[Annotated coordinate records]

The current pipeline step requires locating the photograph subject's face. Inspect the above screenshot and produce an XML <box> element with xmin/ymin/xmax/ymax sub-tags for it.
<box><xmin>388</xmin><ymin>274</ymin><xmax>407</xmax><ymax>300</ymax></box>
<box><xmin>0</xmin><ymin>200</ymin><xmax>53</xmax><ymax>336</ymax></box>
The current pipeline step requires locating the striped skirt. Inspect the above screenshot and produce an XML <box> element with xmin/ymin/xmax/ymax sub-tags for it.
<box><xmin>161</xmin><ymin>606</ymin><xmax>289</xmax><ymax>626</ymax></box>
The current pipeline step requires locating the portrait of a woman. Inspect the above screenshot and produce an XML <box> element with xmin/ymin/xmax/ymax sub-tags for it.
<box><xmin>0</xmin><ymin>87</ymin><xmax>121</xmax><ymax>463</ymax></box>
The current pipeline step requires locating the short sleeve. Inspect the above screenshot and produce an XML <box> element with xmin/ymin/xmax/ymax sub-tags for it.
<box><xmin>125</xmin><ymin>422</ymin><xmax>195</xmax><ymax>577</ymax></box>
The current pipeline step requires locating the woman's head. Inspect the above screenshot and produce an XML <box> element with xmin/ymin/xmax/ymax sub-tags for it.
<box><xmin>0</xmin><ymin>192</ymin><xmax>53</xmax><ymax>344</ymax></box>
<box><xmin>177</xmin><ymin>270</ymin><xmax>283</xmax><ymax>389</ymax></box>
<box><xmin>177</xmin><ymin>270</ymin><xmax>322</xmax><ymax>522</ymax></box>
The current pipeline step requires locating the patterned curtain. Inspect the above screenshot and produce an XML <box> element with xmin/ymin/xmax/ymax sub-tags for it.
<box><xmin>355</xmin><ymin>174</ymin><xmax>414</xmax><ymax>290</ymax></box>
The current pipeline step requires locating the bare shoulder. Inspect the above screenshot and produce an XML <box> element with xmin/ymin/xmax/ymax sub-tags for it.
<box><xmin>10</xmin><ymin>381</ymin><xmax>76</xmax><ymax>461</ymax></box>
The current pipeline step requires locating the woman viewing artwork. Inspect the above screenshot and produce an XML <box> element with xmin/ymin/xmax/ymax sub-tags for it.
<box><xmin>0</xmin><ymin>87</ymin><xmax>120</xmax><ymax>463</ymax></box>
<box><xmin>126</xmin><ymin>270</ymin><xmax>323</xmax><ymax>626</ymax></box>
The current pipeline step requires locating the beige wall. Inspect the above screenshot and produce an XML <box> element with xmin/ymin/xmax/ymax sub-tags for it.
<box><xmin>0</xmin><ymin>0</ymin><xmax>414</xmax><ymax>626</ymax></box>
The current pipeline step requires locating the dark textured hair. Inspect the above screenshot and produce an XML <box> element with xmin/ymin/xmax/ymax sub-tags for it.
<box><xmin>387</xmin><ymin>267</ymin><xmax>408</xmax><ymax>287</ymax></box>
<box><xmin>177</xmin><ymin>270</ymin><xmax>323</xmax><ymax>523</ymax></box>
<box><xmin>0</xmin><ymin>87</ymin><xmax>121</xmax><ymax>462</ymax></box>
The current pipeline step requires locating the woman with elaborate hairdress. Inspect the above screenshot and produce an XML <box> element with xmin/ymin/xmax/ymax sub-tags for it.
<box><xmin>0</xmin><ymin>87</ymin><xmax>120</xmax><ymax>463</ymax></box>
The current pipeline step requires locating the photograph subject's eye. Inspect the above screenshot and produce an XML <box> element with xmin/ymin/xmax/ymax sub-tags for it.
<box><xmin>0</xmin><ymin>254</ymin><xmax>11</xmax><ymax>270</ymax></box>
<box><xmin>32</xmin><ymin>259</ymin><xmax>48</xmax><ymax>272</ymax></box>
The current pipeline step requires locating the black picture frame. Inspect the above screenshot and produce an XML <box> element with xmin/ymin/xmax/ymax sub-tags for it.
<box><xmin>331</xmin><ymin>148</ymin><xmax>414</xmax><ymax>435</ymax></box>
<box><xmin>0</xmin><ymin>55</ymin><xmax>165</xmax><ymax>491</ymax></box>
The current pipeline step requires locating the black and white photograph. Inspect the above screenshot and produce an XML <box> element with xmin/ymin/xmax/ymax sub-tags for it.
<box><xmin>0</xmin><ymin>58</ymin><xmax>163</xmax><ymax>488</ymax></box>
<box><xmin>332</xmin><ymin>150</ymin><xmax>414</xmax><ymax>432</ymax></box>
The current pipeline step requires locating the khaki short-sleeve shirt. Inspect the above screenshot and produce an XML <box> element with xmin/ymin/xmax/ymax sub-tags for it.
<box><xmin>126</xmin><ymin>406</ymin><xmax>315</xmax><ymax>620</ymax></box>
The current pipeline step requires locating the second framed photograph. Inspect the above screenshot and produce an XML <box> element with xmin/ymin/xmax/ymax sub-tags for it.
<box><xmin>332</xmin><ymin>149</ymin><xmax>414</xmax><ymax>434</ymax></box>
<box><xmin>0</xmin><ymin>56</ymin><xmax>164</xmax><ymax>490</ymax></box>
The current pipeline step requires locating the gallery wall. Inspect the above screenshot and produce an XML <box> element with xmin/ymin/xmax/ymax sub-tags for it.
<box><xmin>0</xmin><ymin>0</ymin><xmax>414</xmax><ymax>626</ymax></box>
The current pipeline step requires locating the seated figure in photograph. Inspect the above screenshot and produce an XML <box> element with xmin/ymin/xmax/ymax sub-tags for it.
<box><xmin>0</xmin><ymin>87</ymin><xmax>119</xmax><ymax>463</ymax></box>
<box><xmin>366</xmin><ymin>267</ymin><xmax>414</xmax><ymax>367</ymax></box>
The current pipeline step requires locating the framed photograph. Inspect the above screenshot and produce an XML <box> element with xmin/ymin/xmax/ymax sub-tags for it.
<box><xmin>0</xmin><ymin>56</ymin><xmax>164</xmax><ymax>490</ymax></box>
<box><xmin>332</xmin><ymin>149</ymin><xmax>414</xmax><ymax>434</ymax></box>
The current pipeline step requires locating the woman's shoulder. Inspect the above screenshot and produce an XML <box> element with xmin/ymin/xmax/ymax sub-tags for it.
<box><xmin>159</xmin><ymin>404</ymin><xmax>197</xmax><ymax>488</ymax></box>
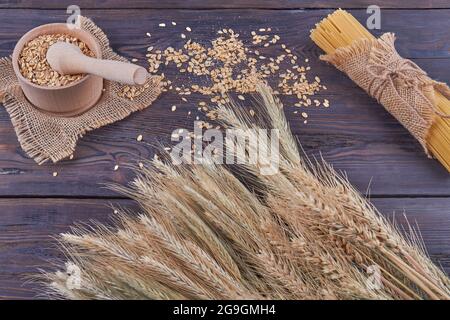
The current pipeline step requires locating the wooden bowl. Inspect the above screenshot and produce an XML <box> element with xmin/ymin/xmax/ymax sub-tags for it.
<box><xmin>12</xmin><ymin>23</ymin><xmax>103</xmax><ymax>117</ymax></box>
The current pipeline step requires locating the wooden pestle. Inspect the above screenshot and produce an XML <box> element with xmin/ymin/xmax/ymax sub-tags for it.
<box><xmin>47</xmin><ymin>42</ymin><xmax>147</xmax><ymax>85</ymax></box>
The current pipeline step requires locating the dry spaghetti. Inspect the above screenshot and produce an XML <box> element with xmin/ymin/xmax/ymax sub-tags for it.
<box><xmin>311</xmin><ymin>9</ymin><xmax>450</xmax><ymax>172</ymax></box>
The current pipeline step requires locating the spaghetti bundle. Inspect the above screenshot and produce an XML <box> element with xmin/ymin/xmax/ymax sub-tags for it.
<box><xmin>311</xmin><ymin>9</ymin><xmax>450</xmax><ymax>172</ymax></box>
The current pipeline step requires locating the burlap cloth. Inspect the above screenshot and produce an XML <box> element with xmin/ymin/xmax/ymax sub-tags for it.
<box><xmin>321</xmin><ymin>33</ymin><xmax>450</xmax><ymax>156</ymax></box>
<box><xmin>0</xmin><ymin>17</ymin><xmax>162</xmax><ymax>164</ymax></box>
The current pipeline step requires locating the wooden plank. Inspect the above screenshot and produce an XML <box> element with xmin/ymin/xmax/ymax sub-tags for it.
<box><xmin>0</xmin><ymin>198</ymin><xmax>450</xmax><ymax>299</ymax></box>
<box><xmin>0</xmin><ymin>10</ymin><xmax>450</xmax><ymax>197</ymax></box>
<box><xmin>0</xmin><ymin>0</ymin><xmax>450</xmax><ymax>9</ymax></box>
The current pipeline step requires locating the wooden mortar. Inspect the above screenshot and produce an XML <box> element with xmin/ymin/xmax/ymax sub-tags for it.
<box><xmin>12</xmin><ymin>23</ymin><xmax>103</xmax><ymax>117</ymax></box>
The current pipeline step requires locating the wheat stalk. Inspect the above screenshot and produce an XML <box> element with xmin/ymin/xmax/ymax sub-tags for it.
<box><xmin>44</xmin><ymin>85</ymin><xmax>450</xmax><ymax>299</ymax></box>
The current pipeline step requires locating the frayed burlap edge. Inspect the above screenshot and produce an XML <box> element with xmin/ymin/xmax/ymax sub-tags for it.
<box><xmin>0</xmin><ymin>17</ymin><xmax>162</xmax><ymax>164</ymax></box>
<box><xmin>320</xmin><ymin>33</ymin><xmax>450</xmax><ymax>156</ymax></box>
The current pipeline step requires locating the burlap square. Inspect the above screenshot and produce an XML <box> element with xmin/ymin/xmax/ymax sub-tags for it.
<box><xmin>0</xmin><ymin>17</ymin><xmax>162</xmax><ymax>164</ymax></box>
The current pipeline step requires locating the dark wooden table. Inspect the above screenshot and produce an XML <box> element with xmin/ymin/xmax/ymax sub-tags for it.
<box><xmin>0</xmin><ymin>0</ymin><xmax>450</xmax><ymax>299</ymax></box>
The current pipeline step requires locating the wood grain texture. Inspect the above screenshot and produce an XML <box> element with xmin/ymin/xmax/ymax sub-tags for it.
<box><xmin>0</xmin><ymin>198</ymin><xmax>450</xmax><ymax>299</ymax></box>
<box><xmin>0</xmin><ymin>5</ymin><xmax>450</xmax><ymax>299</ymax></box>
<box><xmin>0</xmin><ymin>10</ymin><xmax>450</xmax><ymax>197</ymax></box>
<box><xmin>0</xmin><ymin>0</ymin><xmax>450</xmax><ymax>9</ymax></box>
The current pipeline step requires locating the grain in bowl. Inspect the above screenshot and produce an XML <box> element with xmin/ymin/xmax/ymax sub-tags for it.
<box><xmin>18</xmin><ymin>33</ymin><xmax>95</xmax><ymax>87</ymax></box>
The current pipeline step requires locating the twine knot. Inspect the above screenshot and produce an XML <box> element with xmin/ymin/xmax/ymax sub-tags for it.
<box><xmin>366</xmin><ymin>54</ymin><xmax>450</xmax><ymax>118</ymax></box>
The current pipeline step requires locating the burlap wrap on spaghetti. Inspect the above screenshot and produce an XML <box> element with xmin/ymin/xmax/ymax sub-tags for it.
<box><xmin>321</xmin><ymin>33</ymin><xmax>450</xmax><ymax>156</ymax></box>
<box><xmin>0</xmin><ymin>17</ymin><xmax>162</xmax><ymax>164</ymax></box>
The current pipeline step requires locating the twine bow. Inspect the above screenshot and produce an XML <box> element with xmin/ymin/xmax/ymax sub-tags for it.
<box><xmin>366</xmin><ymin>55</ymin><xmax>450</xmax><ymax>118</ymax></box>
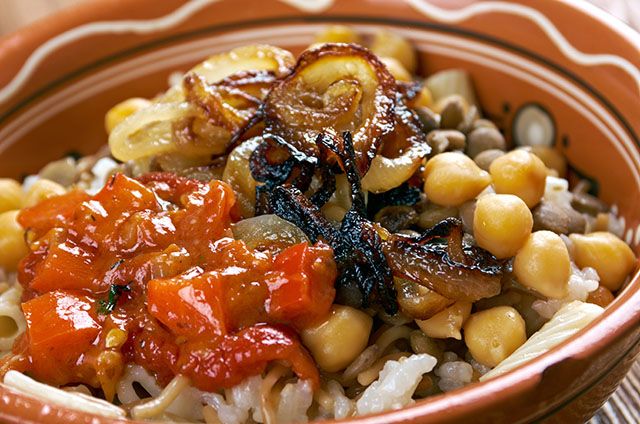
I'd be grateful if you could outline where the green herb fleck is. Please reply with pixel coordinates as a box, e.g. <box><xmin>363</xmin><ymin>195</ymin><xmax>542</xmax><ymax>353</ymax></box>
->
<box><xmin>98</xmin><ymin>283</ymin><xmax>131</xmax><ymax>315</ymax></box>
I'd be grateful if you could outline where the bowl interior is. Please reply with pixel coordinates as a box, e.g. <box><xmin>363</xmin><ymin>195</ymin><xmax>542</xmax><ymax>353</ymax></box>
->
<box><xmin>0</xmin><ymin>0</ymin><xmax>640</xmax><ymax>424</ymax></box>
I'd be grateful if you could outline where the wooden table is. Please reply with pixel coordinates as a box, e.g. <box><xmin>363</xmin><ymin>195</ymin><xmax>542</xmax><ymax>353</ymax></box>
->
<box><xmin>0</xmin><ymin>0</ymin><xmax>640</xmax><ymax>424</ymax></box>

#### TASK DIRECTIONS
Count the lines in the records above that contain the string "short", treating uppercase and lowercase as different. Reply with the number only.

#### SOLUTION TO THE PROBLEM
2